_What you are asked to do_. With pictures omitted, restate the data word for word.

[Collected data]
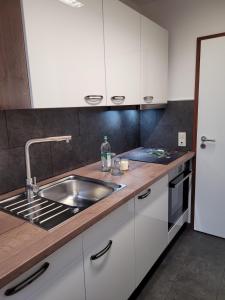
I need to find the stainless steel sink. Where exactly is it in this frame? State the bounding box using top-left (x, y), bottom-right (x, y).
top-left (38, 175), bottom-right (126, 209)
top-left (0, 175), bottom-right (126, 230)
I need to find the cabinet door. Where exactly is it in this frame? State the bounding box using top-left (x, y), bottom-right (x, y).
top-left (22, 0), bottom-right (106, 108)
top-left (135, 176), bottom-right (168, 286)
top-left (0, 236), bottom-right (85, 300)
top-left (103, 0), bottom-right (141, 106)
top-left (83, 200), bottom-right (135, 300)
top-left (141, 16), bottom-right (168, 104)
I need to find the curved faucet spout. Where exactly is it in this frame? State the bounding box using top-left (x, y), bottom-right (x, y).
top-left (25, 136), bottom-right (72, 198)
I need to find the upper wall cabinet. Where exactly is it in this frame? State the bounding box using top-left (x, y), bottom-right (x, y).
top-left (0, 0), bottom-right (168, 110)
top-left (141, 16), bottom-right (168, 105)
top-left (22, 0), bottom-right (106, 108)
top-left (103, 0), bottom-right (141, 106)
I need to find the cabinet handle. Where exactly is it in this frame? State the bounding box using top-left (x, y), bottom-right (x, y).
top-left (90, 240), bottom-right (113, 261)
top-left (4, 262), bottom-right (50, 296)
top-left (138, 189), bottom-right (151, 200)
top-left (143, 96), bottom-right (154, 103)
top-left (111, 96), bottom-right (125, 105)
top-left (84, 95), bottom-right (103, 105)
top-left (169, 171), bottom-right (192, 189)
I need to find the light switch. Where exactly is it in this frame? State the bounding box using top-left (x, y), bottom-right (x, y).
top-left (178, 132), bottom-right (186, 147)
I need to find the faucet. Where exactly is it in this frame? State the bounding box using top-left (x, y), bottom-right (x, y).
top-left (25, 136), bottom-right (72, 199)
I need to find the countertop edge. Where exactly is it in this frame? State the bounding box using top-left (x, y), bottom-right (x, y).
top-left (0, 151), bottom-right (195, 289)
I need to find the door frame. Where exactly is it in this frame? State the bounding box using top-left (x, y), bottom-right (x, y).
top-left (191, 32), bottom-right (225, 226)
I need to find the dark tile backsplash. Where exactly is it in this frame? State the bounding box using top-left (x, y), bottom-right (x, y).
top-left (140, 100), bottom-right (194, 151)
top-left (0, 101), bottom-right (194, 195)
top-left (0, 111), bottom-right (8, 150)
top-left (0, 107), bottom-right (140, 194)
top-left (6, 110), bottom-right (45, 148)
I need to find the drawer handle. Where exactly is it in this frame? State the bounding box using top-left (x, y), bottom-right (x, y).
top-left (138, 189), bottom-right (151, 199)
top-left (5, 262), bottom-right (50, 296)
top-left (143, 96), bottom-right (154, 103)
top-left (111, 96), bottom-right (125, 105)
top-left (90, 240), bottom-right (113, 261)
top-left (84, 95), bottom-right (103, 105)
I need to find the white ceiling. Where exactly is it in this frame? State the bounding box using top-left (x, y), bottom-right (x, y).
top-left (120, 0), bottom-right (163, 22)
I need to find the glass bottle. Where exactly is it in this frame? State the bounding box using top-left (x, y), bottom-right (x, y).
top-left (100, 136), bottom-right (111, 172)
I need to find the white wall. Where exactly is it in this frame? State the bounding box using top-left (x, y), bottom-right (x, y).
top-left (122, 0), bottom-right (225, 101)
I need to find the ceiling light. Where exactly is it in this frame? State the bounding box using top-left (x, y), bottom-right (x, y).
top-left (58, 0), bottom-right (84, 8)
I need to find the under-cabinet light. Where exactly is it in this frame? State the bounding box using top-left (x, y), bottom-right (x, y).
top-left (58, 0), bottom-right (84, 8)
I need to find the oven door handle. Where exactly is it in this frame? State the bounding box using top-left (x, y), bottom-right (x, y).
top-left (169, 171), bottom-right (192, 188)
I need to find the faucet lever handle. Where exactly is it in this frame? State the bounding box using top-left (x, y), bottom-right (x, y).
top-left (32, 177), bottom-right (39, 193)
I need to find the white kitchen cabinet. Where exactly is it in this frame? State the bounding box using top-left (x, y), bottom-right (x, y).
top-left (0, 236), bottom-right (85, 300)
top-left (83, 199), bottom-right (135, 300)
top-left (22, 0), bottom-right (106, 108)
top-left (103, 0), bottom-right (141, 106)
top-left (135, 175), bottom-right (168, 286)
top-left (141, 16), bottom-right (168, 104)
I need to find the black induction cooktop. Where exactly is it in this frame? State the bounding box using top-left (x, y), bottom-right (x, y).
top-left (120, 148), bottom-right (186, 165)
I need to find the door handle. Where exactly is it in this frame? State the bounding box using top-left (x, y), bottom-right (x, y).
top-left (201, 136), bottom-right (216, 143)
top-left (200, 136), bottom-right (216, 149)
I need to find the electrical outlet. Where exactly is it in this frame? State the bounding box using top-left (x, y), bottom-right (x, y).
top-left (178, 132), bottom-right (186, 147)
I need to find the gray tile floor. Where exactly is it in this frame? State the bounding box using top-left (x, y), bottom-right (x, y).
top-left (136, 228), bottom-right (225, 300)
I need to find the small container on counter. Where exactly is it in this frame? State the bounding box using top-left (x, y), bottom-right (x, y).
top-left (111, 157), bottom-right (123, 176)
top-left (120, 159), bottom-right (129, 171)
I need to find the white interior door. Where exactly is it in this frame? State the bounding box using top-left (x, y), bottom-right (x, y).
top-left (194, 36), bottom-right (225, 238)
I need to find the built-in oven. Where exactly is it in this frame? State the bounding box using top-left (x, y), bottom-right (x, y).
top-left (168, 160), bottom-right (192, 242)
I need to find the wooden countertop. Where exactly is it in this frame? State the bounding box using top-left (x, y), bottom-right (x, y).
top-left (0, 150), bottom-right (195, 288)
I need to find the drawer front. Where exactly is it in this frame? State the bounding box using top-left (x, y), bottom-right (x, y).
top-left (83, 199), bottom-right (135, 300)
top-left (135, 176), bottom-right (168, 286)
top-left (0, 235), bottom-right (85, 300)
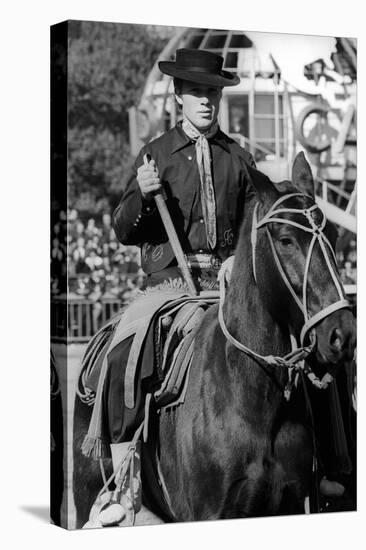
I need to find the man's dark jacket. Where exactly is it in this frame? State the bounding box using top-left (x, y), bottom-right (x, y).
top-left (113, 123), bottom-right (256, 274)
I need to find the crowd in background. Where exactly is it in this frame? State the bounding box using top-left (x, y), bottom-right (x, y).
top-left (51, 209), bottom-right (146, 307)
top-left (51, 208), bottom-right (357, 310)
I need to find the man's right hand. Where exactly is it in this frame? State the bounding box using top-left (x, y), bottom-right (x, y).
top-left (137, 155), bottom-right (162, 200)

_Task answer_.
I need to find the stainless steel sink. Where exactly is it in this frame? State the bounding box using top-left (x, y), bottom-right (x, y).
top-left (38, 175), bottom-right (126, 209)
top-left (0, 175), bottom-right (126, 230)
I need to find the cabinet door. Where exactly is it in this frame? State the bounding box using top-left (x, y), bottom-right (x, y).
top-left (22, 0), bottom-right (106, 108)
top-left (135, 176), bottom-right (168, 286)
top-left (0, 236), bottom-right (85, 300)
top-left (103, 0), bottom-right (141, 106)
top-left (83, 200), bottom-right (135, 300)
top-left (141, 16), bottom-right (168, 104)
I need to find the curved faucet spout. Where exactly is it in this frame? State the bounding box using top-left (x, y), bottom-right (x, y).
top-left (25, 136), bottom-right (72, 198)
I need to find the upper wall cabinet. Where exactly is it in this frame? State the bounding box using top-left (x, y), bottom-right (x, y).
top-left (0, 0), bottom-right (168, 110)
top-left (141, 16), bottom-right (168, 105)
top-left (22, 0), bottom-right (106, 108)
top-left (103, 0), bottom-right (141, 106)
I need to find the cabinet handle. Where exactly is it in this frame? State the bounding box using top-left (x, y), bottom-right (x, y).
top-left (90, 240), bottom-right (113, 261)
top-left (4, 262), bottom-right (50, 296)
top-left (138, 189), bottom-right (151, 200)
top-left (143, 96), bottom-right (154, 103)
top-left (111, 96), bottom-right (125, 105)
top-left (84, 95), bottom-right (103, 105)
top-left (169, 171), bottom-right (192, 189)
I need to find the light switch. Where exactly is it in this frame? State the bounding box using top-left (x, y), bottom-right (x, y).
top-left (178, 132), bottom-right (186, 147)
I need to find the faucet. Where exactly is it in this frame? State the bounding box using top-left (x, y), bottom-right (x, y).
top-left (25, 136), bottom-right (72, 199)
I need to find the countertop edge. Where exactly is it in this frame? State the bounding box using top-left (x, y), bottom-right (x, y).
top-left (0, 151), bottom-right (195, 289)
I need to find the door frame. Where exactly is it in this frame? State the bounding box using top-left (x, y), bottom-right (x, y).
top-left (191, 32), bottom-right (225, 226)
I need to find the dark tile backsplash. Where exactly is it in this frame? State the bounding box using top-left (x, y), bottom-right (x, y).
top-left (140, 100), bottom-right (194, 151)
top-left (0, 101), bottom-right (194, 195)
top-left (0, 111), bottom-right (8, 150)
top-left (0, 107), bottom-right (140, 194)
top-left (6, 110), bottom-right (45, 148)
I need to find the drawer handle. Where exactly is it in this frame? State the bounding box using top-left (x, y), bottom-right (x, y).
top-left (138, 189), bottom-right (151, 199)
top-left (5, 262), bottom-right (50, 296)
top-left (143, 96), bottom-right (154, 103)
top-left (111, 96), bottom-right (125, 105)
top-left (90, 240), bottom-right (113, 261)
top-left (84, 95), bottom-right (103, 105)
I need to find the white ceiling. Where exactly is it in this frame? State the bounding box using top-left (x, y), bottom-right (x, y).
top-left (120, 0), bottom-right (163, 22)
I need to find the glass bottle. Where exactly is it in this frame? State the bounding box using top-left (x, y), bottom-right (x, y).
top-left (100, 136), bottom-right (111, 172)
I need to find the white wall. Where exactly is it in this frame? State the bounding box using top-left (x, y), bottom-right (x, y).
top-left (122, 0), bottom-right (225, 101)
I need to find the ceiling light. Where exactly is it in this frame? State the bounding box using top-left (x, y), bottom-right (x, y).
top-left (58, 0), bottom-right (84, 8)
I need to find the under-cabinet light. Where exactly is it in this frame? State the bounding box using top-left (x, y), bottom-right (x, y).
top-left (58, 0), bottom-right (84, 8)
I need to find the oven door handle. Where exactly is it in this frame? State the bounding box using top-left (x, y), bottom-right (x, y).
top-left (169, 171), bottom-right (192, 188)
I need to find the faucet lever handle. Where exactly is it in this frame? State the bounding box using top-left (x, y), bottom-right (x, y).
top-left (32, 177), bottom-right (39, 193)
I need to find the white kitchen cabinet. Where exactly is it in this frame? State the bounding box using top-left (x, y), bottom-right (x, y).
top-left (0, 236), bottom-right (85, 300)
top-left (83, 199), bottom-right (135, 300)
top-left (22, 0), bottom-right (106, 108)
top-left (103, 0), bottom-right (141, 106)
top-left (135, 175), bottom-right (168, 286)
top-left (141, 16), bottom-right (168, 104)
I need to find the black induction cooktop. Where exactly is it in this frame? State the bounding box using top-left (x, y), bottom-right (x, y).
top-left (120, 148), bottom-right (186, 165)
I need to find the door handle. Where exactly is it in this frame? State the bounding box using top-left (x, y), bottom-right (x, y).
top-left (201, 136), bottom-right (216, 143)
top-left (200, 136), bottom-right (216, 149)
I need to find the electrical outlet. Where exactly is it in this frame? State the bounding box using top-left (x, y), bottom-right (x, y).
top-left (178, 132), bottom-right (186, 147)
I need to find the gray tile floor. Where exactly is it in this frame? State the bounding box using top-left (x, y), bottom-right (x, y).
top-left (136, 228), bottom-right (225, 300)
I need to find the small container on counter. Where exactly is it in this frame? State the bounding box using top-left (x, y), bottom-right (x, y).
top-left (111, 157), bottom-right (123, 176)
top-left (120, 159), bottom-right (129, 171)
I need to find the white interior door. Where exactly is it in this frame? State the bounding box using top-left (x, y), bottom-right (x, y).
top-left (194, 36), bottom-right (225, 238)
I need to find the built-in oven. Where exactly is it in this frame? State the bounding box using top-left (x, y), bottom-right (x, y).
top-left (168, 160), bottom-right (192, 242)
I need to find the wooden countertop. Where exactly is it in this frame? State the bounding box using top-left (x, y), bottom-right (x, y).
top-left (0, 150), bottom-right (195, 288)
I need to find the drawer front. Where exactly is it in this frame? State the bounding box using top-left (x, y), bottom-right (x, y).
top-left (83, 199), bottom-right (135, 300)
top-left (135, 176), bottom-right (168, 286)
top-left (0, 235), bottom-right (85, 300)
I need to find the man's dark jacket. Where exactly is it in this frame? State the bounding box using top-left (x, y), bottom-right (x, y).
top-left (113, 123), bottom-right (256, 274)
I need to find the crowd in background. Where exactly is it in this frame? State the bounding box using top-left (x, y), bottom-right (x, y).
top-left (51, 209), bottom-right (146, 307)
top-left (51, 208), bottom-right (357, 310)
I need to find the man's right hand. Where exactly is it in this frame? State the bounding box using top-left (x, y), bottom-right (x, y).
top-left (137, 155), bottom-right (162, 200)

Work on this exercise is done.